*** Opening of DATA EXCERPTS ***

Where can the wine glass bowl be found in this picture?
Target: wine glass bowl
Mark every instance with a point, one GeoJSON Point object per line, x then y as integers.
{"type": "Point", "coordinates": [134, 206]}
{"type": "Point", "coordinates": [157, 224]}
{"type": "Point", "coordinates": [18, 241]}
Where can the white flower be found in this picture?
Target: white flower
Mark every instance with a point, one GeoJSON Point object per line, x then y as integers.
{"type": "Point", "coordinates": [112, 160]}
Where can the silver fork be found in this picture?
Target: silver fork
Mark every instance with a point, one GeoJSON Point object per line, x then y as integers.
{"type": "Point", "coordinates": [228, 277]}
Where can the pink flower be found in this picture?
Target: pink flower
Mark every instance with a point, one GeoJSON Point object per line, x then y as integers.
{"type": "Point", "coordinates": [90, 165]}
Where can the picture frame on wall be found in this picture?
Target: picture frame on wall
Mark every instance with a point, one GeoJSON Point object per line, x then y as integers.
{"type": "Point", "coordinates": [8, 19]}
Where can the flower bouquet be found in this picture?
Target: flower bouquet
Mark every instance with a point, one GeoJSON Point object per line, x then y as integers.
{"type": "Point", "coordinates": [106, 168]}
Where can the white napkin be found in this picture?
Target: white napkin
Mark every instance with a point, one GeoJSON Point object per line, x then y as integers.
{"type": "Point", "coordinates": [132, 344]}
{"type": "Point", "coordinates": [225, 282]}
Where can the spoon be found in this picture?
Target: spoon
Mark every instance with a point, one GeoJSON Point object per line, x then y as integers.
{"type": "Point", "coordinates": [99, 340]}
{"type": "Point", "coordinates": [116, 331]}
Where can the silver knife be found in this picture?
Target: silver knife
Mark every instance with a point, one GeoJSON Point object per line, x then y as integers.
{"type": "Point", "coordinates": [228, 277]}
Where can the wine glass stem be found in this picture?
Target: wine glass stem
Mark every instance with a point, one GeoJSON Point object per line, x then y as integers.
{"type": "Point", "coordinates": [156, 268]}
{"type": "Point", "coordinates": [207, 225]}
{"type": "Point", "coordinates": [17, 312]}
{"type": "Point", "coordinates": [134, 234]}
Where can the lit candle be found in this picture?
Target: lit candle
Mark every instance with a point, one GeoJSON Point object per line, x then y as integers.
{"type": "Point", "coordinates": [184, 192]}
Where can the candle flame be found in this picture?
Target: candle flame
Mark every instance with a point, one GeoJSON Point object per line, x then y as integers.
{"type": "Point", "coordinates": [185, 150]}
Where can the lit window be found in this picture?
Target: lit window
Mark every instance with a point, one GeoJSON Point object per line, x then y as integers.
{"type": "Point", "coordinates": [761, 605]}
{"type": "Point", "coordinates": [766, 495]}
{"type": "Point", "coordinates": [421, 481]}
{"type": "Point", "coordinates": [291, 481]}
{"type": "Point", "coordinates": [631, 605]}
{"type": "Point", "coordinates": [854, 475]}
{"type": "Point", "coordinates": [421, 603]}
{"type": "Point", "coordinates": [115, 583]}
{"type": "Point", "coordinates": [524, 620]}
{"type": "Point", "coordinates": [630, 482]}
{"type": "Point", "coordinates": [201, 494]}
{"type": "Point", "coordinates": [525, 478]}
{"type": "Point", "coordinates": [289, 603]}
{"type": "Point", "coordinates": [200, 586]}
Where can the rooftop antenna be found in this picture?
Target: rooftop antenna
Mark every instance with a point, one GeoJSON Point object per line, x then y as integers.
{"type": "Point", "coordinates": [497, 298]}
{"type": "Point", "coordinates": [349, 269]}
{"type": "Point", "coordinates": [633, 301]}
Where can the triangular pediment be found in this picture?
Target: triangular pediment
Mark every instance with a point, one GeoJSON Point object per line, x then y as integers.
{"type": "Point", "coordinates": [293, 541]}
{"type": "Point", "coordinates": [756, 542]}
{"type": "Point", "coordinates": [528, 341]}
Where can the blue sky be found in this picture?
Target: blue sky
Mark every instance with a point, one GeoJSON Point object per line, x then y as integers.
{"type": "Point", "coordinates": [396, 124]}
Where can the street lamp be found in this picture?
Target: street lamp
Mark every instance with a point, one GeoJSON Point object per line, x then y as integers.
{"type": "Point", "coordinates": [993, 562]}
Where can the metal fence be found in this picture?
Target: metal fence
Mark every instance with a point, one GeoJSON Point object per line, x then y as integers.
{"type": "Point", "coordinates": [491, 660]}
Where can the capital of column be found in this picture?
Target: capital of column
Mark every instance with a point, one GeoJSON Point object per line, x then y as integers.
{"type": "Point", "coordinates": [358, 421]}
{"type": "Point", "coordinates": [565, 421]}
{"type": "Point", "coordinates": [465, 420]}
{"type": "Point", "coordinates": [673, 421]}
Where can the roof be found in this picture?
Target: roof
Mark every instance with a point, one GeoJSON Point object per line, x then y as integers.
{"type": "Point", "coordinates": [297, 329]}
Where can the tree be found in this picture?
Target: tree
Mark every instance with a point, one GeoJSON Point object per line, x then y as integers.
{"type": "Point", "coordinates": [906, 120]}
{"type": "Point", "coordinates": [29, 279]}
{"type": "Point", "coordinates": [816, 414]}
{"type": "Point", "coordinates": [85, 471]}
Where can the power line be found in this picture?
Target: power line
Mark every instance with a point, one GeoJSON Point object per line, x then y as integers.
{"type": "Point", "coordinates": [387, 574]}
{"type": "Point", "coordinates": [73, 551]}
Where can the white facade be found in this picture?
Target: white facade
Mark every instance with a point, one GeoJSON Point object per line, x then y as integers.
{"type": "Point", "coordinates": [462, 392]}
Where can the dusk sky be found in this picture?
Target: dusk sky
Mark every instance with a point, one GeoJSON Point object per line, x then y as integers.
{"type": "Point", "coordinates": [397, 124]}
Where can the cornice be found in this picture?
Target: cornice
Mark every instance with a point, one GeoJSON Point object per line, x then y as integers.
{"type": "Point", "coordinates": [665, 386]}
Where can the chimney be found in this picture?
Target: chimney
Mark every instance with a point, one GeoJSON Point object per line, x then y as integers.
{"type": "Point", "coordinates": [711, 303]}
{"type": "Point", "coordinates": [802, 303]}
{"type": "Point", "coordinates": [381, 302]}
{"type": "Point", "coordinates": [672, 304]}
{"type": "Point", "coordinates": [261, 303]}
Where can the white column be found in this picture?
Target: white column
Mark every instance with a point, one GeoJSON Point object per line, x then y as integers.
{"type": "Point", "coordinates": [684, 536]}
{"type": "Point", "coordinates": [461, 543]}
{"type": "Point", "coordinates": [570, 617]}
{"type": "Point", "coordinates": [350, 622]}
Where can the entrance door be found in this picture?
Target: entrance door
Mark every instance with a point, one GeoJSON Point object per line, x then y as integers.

*** Close of DATA EXCERPTS ***

▶ [ACTION ITEM]: Without changing a single character, write out all of the entries.

▶ [RESULT OF THIS TASK]:
Where can the wine glass bowl be found in this picture?
Target: wine glass bowl
Mark every instance with a point, one GeoJSON Point object per line, x then y as integers.
{"type": "Point", "coordinates": [134, 206]}
{"type": "Point", "coordinates": [157, 224]}
{"type": "Point", "coordinates": [18, 241]}
Where can the white flower be found in this picture?
Target: white flower
Mark every instance with a point, one GeoJSON Point object per line, x then y as integers.
{"type": "Point", "coordinates": [112, 160]}
Where can the silver fork be found in this picture?
Target: silver fork
Mark every instance with a point, one GeoJSON Point object per line, x then y as integers.
{"type": "Point", "coordinates": [228, 277]}
Where can the pink flower be found in this picture?
Target: pink flower
Mark every instance with a point, one GeoJSON Point object per line, x then y as integers.
{"type": "Point", "coordinates": [90, 165]}
Where can the picture frame on wall be found in this picture?
Target: picture frame on wall
Mark every instance with a point, one GeoJSON Point object per line, x then y as integers.
{"type": "Point", "coordinates": [8, 19]}
Where can the flower bouquet be found in this picture?
Target: flower bouquet
Mark every instance with a point, one GeoJSON Point object per line, x then y as integers.
{"type": "Point", "coordinates": [106, 168]}
Where can the white napkin be found in this picture?
Target: white napkin
Mark every instance with a point, one GeoJSON Point object per line, x then y as integers.
{"type": "Point", "coordinates": [132, 344]}
{"type": "Point", "coordinates": [225, 282]}
Where can the spoon be found in this picture?
Target: spoon
Mark every instance with a point, one GeoJSON Point object per line, x then y as integers.
{"type": "Point", "coordinates": [99, 340]}
{"type": "Point", "coordinates": [116, 331]}
Where can the silver knife be found in this picture?
Target: silver knife
Mark every instance with a point, one GeoJSON Point object per line, x then y as integers.
{"type": "Point", "coordinates": [228, 277]}
Where can the wine glass stem be found in this picture?
Target: wine glass stem
Mark every instance with a point, one GeoJSON Point object per line, x then y as integers.
{"type": "Point", "coordinates": [156, 268]}
{"type": "Point", "coordinates": [207, 225]}
{"type": "Point", "coordinates": [17, 312]}
{"type": "Point", "coordinates": [134, 234]}
Where can the lit candle be found in this picture?
Target: lit candle
Mark every instance with a point, one GeoJSON Point object per line, x then y as integers.
{"type": "Point", "coordinates": [184, 192]}
Where can the candle flame be found in this picture?
Target: candle flame
Mark every instance with a point, one GeoJSON Point object per line, x then y as integers.
{"type": "Point", "coordinates": [185, 150]}
Where can the lit window be found in this picture?
Target: lit window
Mark every instance with a point, one GeoJSON Point object per line, x then y as integers.
{"type": "Point", "coordinates": [761, 605]}
{"type": "Point", "coordinates": [766, 495]}
{"type": "Point", "coordinates": [421, 481]}
{"type": "Point", "coordinates": [291, 481]}
{"type": "Point", "coordinates": [631, 605]}
{"type": "Point", "coordinates": [854, 475]}
{"type": "Point", "coordinates": [421, 603]}
{"type": "Point", "coordinates": [115, 583]}
{"type": "Point", "coordinates": [524, 620]}
{"type": "Point", "coordinates": [630, 482]}
{"type": "Point", "coordinates": [201, 494]}
{"type": "Point", "coordinates": [525, 478]}
{"type": "Point", "coordinates": [289, 603]}
{"type": "Point", "coordinates": [200, 586]}
Where can the rooftop antenna be found in this picture?
Target: rooftop antenna
Mark every instance with a point, one GeoJSON Point object per line, x then y as integers.
{"type": "Point", "coordinates": [497, 298]}
{"type": "Point", "coordinates": [349, 269]}
{"type": "Point", "coordinates": [633, 301]}
Where can the triangular pediment be found in this picture?
Target: triangular pediment
Mark every instance with a point, one GeoJSON Point object per line, x then y as integers.
{"type": "Point", "coordinates": [293, 541]}
{"type": "Point", "coordinates": [756, 542]}
{"type": "Point", "coordinates": [528, 341]}
Where can the blue sky be found in this picture?
Target: blue sky
Mark every instance with a point, one GeoJSON Point object per line, x then y as integers.
{"type": "Point", "coordinates": [396, 124]}
Where can the street lamp be found in this picture?
Target: street lamp
Mark every instance with a point, one GeoJSON Point object per line, x then y as integers.
{"type": "Point", "coordinates": [993, 562]}
Where can the metal fence be found in this picture?
Target: metal fence
Mark every instance with a point, one GeoJSON Point object per line, x then y as integers.
{"type": "Point", "coordinates": [491, 660]}
Where can the capital of column be found in this picture?
Target: capital of column
Mark every instance with a point, one GeoJSON Point object per line, x then y as integers.
{"type": "Point", "coordinates": [358, 421]}
{"type": "Point", "coordinates": [565, 421]}
{"type": "Point", "coordinates": [465, 420]}
{"type": "Point", "coordinates": [673, 421]}
Where can the roof be found in this picture?
Target: roof
Mark every instance with a point, one GeoJSON Point object per line, x then y as integers.
{"type": "Point", "coordinates": [297, 329]}
Where can the tree be found in this picture?
Target: tree
Mark every instance with a point, one GeoJSON Point object per line, x then y as integers.
{"type": "Point", "coordinates": [906, 120]}
{"type": "Point", "coordinates": [29, 279]}
{"type": "Point", "coordinates": [816, 414]}
{"type": "Point", "coordinates": [85, 471]}
Where can the power line be found in this picture?
Target: power line
Mark every instance with a point, one GeoJSON Point object per line, x then y as integers.
{"type": "Point", "coordinates": [387, 574]}
{"type": "Point", "coordinates": [73, 551]}
Where can the white facade be found in this picture?
Target: white facade
Mark every instance with a point, one GeoJSON Point object per line, x then y as integers.
{"type": "Point", "coordinates": [462, 392]}
Where can the dusk sky be found in this picture?
Target: dusk sky
Mark every instance with a point, one GeoJSON Point object per line, x then y as integers.
{"type": "Point", "coordinates": [397, 124]}
Where can the cornice be found in this picture?
Target: cornice
Mark every instance with a point, one GeoJSON Point object per line, x then y as integers.
{"type": "Point", "coordinates": [665, 386]}
Where can the chimney be found in this picture?
Target: chimney
Mark every instance with a point, one GeoJSON Point object per line, x then y as integers.
{"type": "Point", "coordinates": [711, 303]}
{"type": "Point", "coordinates": [802, 303]}
{"type": "Point", "coordinates": [381, 302]}
{"type": "Point", "coordinates": [672, 304]}
{"type": "Point", "coordinates": [261, 303]}
Where can the white column be found in this picture?
Target: white column
Mark every instance with a point, one GeoJSON Point object per line, x then y as integers.
{"type": "Point", "coordinates": [684, 536]}
{"type": "Point", "coordinates": [461, 543]}
{"type": "Point", "coordinates": [570, 617]}
{"type": "Point", "coordinates": [350, 622]}
Where can the entrance door be found in this picture?
Target: entrance door
Mark every instance with a point, one GeoJSON Point object per line, x then y as integers.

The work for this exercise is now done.